Please print, word for word, every line from the one that contains "Target phrase: ground cover plant" through the last line of the records, and nothing else.
STUDY MATERIAL section start
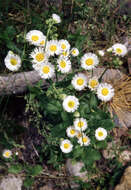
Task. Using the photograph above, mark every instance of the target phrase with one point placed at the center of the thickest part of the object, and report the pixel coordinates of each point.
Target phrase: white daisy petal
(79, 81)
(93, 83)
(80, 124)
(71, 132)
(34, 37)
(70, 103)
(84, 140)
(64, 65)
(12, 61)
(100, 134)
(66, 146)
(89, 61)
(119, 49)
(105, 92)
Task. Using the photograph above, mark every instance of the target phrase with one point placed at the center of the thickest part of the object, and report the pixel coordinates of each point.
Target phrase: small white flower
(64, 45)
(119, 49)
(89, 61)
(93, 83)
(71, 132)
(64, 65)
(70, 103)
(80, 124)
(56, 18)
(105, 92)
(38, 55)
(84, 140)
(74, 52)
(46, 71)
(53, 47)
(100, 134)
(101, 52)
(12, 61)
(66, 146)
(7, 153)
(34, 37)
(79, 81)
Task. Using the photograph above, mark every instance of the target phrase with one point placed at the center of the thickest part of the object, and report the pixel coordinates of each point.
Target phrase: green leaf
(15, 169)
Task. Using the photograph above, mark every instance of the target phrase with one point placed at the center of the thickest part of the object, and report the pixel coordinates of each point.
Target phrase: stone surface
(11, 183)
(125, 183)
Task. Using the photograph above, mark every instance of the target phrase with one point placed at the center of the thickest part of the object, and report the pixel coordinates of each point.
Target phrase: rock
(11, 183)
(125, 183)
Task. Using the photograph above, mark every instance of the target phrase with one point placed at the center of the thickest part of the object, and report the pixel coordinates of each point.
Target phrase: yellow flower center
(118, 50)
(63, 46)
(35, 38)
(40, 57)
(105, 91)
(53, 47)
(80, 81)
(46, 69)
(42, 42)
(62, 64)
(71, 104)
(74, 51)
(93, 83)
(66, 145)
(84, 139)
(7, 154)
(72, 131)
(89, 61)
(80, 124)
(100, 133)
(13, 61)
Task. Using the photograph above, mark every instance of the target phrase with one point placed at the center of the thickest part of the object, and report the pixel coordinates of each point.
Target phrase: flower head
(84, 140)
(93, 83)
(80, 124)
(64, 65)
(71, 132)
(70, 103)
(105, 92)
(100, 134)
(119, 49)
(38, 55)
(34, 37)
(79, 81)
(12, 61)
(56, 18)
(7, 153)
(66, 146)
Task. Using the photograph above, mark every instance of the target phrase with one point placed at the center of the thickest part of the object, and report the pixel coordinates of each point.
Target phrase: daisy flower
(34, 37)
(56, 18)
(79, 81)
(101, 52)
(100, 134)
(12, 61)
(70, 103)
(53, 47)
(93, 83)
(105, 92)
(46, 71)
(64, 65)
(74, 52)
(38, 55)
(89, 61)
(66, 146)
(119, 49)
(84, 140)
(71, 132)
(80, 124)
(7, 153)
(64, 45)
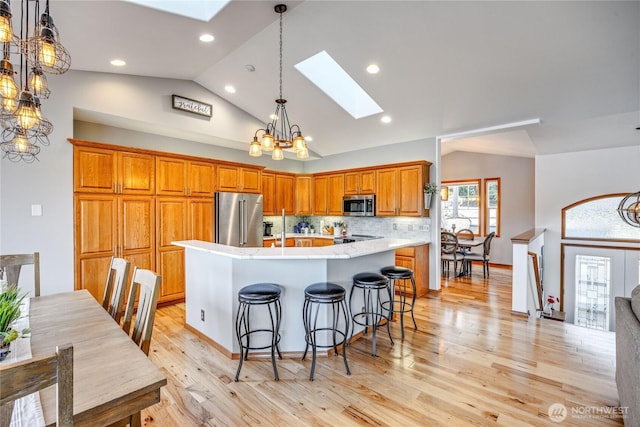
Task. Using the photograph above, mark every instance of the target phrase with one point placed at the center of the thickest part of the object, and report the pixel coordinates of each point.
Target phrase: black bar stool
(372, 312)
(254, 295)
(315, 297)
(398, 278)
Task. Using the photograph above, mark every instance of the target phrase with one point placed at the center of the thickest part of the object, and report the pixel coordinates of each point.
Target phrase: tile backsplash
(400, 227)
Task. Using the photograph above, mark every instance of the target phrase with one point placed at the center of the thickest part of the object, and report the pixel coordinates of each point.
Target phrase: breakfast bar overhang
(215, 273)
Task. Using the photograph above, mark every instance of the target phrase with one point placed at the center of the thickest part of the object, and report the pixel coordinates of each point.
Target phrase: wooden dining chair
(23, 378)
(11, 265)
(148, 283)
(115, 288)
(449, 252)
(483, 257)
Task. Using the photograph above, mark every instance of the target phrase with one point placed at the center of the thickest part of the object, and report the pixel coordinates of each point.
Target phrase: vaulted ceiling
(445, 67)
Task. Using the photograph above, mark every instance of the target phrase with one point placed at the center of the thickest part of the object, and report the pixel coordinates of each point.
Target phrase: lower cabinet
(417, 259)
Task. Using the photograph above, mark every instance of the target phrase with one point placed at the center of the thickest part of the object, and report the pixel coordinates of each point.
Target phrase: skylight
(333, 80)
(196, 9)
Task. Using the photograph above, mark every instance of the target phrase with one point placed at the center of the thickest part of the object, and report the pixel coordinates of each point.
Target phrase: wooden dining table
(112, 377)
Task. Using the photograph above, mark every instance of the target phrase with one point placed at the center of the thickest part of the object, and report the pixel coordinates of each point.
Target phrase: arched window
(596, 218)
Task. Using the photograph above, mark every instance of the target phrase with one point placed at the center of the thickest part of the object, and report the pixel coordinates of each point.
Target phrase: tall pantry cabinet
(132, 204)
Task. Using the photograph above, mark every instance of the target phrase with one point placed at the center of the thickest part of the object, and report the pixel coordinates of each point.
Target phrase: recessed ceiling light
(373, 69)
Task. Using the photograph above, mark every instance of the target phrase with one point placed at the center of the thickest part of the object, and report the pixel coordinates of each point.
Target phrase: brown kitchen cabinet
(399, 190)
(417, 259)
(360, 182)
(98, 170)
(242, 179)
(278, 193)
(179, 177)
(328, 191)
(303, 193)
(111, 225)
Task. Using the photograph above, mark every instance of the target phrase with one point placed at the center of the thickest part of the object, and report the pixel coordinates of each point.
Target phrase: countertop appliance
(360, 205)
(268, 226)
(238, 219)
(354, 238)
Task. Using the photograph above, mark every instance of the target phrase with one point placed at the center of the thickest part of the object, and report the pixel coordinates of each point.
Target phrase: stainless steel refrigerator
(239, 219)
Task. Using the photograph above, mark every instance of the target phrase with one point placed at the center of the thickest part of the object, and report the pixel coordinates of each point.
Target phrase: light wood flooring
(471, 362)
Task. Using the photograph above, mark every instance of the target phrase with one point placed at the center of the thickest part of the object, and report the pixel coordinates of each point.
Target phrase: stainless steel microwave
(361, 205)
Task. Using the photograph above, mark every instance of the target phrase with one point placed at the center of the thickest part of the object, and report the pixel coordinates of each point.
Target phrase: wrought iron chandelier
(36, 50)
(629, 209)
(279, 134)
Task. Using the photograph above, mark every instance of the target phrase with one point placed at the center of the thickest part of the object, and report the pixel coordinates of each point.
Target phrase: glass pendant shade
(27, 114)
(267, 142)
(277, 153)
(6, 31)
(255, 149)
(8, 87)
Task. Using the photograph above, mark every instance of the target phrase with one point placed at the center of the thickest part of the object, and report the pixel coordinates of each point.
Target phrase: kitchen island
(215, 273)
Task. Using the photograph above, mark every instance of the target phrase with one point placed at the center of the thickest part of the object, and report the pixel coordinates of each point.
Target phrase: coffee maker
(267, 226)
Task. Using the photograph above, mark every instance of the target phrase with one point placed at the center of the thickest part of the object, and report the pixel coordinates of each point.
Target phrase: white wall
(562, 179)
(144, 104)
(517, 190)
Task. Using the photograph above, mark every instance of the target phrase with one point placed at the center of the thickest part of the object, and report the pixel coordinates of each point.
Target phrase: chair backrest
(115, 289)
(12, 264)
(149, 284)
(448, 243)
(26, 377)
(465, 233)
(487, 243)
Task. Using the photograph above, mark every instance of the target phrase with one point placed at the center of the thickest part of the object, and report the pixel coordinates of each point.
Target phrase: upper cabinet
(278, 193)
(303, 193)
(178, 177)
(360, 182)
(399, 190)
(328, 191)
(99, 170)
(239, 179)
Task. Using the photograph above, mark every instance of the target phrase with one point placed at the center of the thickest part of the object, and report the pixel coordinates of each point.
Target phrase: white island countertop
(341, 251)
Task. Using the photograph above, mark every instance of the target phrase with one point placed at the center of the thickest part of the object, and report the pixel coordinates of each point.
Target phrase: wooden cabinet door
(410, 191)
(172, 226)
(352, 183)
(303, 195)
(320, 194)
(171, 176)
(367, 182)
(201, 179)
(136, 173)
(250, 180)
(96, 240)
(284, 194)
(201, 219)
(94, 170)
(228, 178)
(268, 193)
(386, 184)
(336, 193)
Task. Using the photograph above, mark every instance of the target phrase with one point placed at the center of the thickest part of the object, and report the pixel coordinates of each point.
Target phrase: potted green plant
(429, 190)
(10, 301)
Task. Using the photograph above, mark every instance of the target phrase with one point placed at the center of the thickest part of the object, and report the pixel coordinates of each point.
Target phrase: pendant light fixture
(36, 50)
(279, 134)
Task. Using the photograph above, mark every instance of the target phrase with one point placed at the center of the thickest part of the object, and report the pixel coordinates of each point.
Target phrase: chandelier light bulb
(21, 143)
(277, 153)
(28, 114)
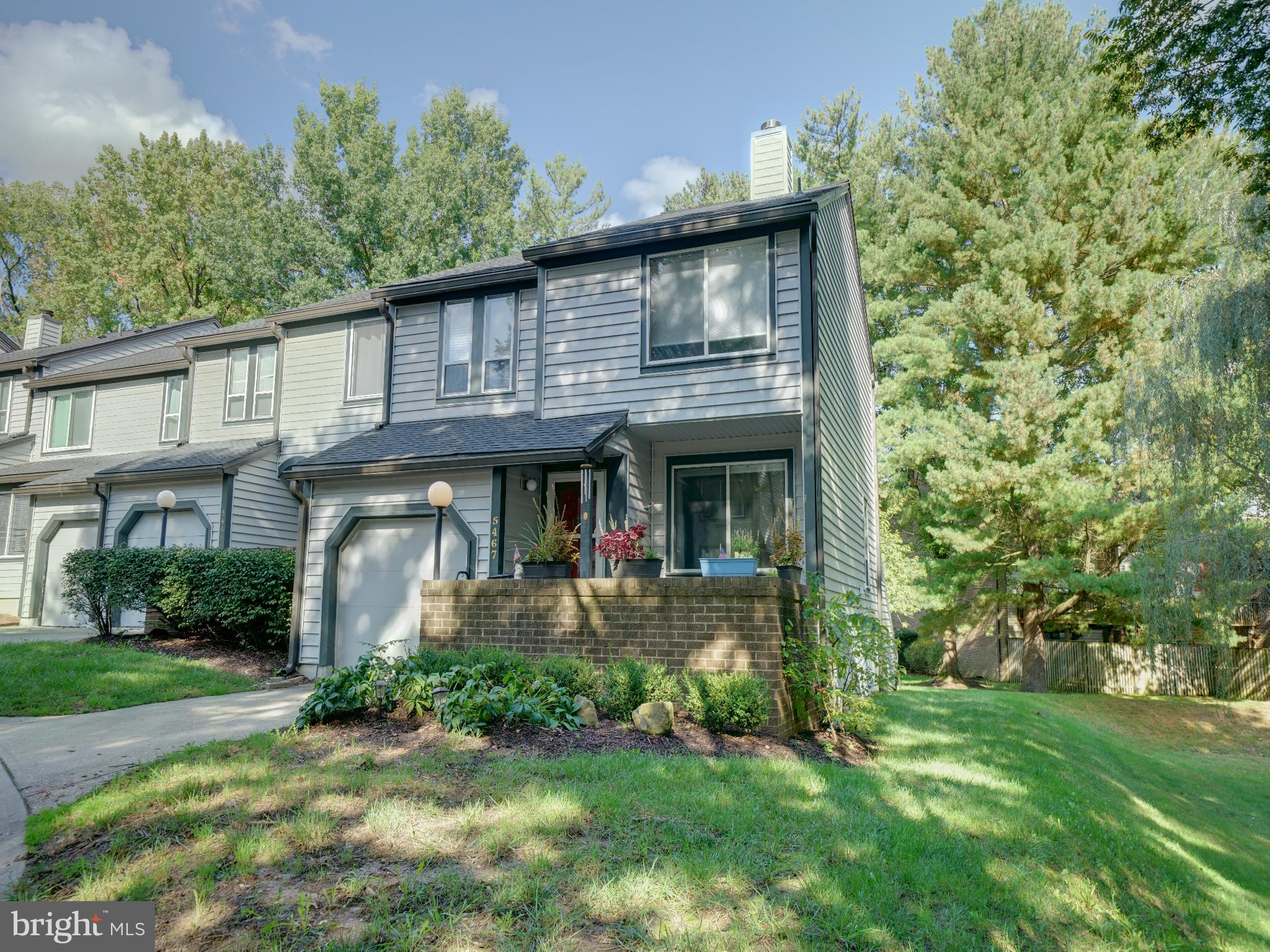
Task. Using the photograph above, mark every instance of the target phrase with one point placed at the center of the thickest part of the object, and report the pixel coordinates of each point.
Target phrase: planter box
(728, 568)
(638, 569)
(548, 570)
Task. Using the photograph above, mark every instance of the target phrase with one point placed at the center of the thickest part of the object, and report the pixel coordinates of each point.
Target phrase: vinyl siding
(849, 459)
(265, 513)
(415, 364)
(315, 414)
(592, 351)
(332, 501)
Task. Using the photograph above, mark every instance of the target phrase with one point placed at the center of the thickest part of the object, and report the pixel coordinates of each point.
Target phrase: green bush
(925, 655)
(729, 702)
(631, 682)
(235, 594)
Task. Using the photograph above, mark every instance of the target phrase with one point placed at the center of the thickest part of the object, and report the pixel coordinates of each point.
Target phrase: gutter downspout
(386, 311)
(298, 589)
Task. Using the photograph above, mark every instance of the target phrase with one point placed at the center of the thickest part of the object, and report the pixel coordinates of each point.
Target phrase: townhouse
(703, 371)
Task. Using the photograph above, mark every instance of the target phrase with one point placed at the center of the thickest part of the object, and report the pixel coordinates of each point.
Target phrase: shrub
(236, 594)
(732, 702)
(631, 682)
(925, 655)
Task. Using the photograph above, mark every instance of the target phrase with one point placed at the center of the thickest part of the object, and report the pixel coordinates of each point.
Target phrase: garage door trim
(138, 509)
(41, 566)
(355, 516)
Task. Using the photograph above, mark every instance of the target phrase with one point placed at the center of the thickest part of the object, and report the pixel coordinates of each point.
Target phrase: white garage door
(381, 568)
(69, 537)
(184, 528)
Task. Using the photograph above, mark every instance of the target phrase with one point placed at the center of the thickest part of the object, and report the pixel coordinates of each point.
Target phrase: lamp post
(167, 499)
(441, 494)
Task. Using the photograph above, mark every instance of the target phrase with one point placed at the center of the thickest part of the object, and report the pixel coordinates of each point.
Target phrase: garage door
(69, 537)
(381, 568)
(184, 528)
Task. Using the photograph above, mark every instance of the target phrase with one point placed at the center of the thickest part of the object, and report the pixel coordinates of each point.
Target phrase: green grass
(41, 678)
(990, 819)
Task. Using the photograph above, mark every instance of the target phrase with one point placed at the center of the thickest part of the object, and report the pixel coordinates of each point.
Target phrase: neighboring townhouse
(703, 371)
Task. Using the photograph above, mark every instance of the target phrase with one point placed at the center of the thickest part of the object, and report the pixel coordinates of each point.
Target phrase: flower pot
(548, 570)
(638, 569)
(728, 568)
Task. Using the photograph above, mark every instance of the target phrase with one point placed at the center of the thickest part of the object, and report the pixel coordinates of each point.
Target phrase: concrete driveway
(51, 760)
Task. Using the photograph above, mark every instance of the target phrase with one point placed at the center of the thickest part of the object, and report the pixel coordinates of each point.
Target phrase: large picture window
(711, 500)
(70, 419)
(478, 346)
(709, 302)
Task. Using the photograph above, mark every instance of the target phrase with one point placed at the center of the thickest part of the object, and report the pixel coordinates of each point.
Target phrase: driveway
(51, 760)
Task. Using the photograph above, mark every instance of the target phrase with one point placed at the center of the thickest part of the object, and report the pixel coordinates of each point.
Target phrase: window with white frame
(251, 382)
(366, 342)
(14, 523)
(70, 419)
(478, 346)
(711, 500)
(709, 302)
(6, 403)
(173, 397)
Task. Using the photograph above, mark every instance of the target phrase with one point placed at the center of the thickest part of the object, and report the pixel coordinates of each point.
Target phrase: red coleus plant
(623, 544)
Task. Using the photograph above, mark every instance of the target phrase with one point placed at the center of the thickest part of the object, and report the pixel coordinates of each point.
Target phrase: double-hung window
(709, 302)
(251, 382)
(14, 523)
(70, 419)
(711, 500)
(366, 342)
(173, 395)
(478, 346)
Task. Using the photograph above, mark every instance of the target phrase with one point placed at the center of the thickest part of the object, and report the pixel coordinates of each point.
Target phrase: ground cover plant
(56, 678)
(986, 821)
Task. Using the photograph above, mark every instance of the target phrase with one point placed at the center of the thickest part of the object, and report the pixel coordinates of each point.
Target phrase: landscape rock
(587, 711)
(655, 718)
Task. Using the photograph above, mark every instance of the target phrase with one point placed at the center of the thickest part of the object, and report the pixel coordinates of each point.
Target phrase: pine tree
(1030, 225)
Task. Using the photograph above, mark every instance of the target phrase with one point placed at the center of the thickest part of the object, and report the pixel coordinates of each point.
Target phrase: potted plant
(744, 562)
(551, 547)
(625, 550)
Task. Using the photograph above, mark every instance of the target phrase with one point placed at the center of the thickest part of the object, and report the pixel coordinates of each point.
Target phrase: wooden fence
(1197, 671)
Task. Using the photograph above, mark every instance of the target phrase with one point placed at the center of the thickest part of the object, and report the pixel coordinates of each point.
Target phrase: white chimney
STUDY MATERIAL section end
#### [OUTPUT FOR THIS TASK]
Target phrase: ground cover plant
(56, 678)
(986, 821)
Task. Using the photograph above, mark every instance of the target phrase with one point placed at the center of the thickest part of the object, and report the pixel coordinates of each point.
Target phrase: landscape rock
(587, 711)
(655, 718)
Task. Using the photograph above, mark every instance of the target phrase with one point placed at the center of the thickest part of the object, and report the pixel coordinates of each point.
Target phrase: pine tree
(1030, 225)
Task. Using the photograph above, mark every instance of the target phrase with one point placed at the center of the thickest part of the object, and report the pixel coordinates of each point.
Target phrase: potted plant
(744, 562)
(551, 547)
(625, 550)
Task. Using the photograph above, mark every instance of the target phrase with one point placed at the center of the thickest part of the object, and report the pixel coordinates of each point.
Target phrase: wooden fence
(1197, 671)
Task. Using the photograph above, mark every instance of the target phrase with one point placed at the center of the thickest part of the object, and report the pixel coordinates of each point.
Target phrase: white chimney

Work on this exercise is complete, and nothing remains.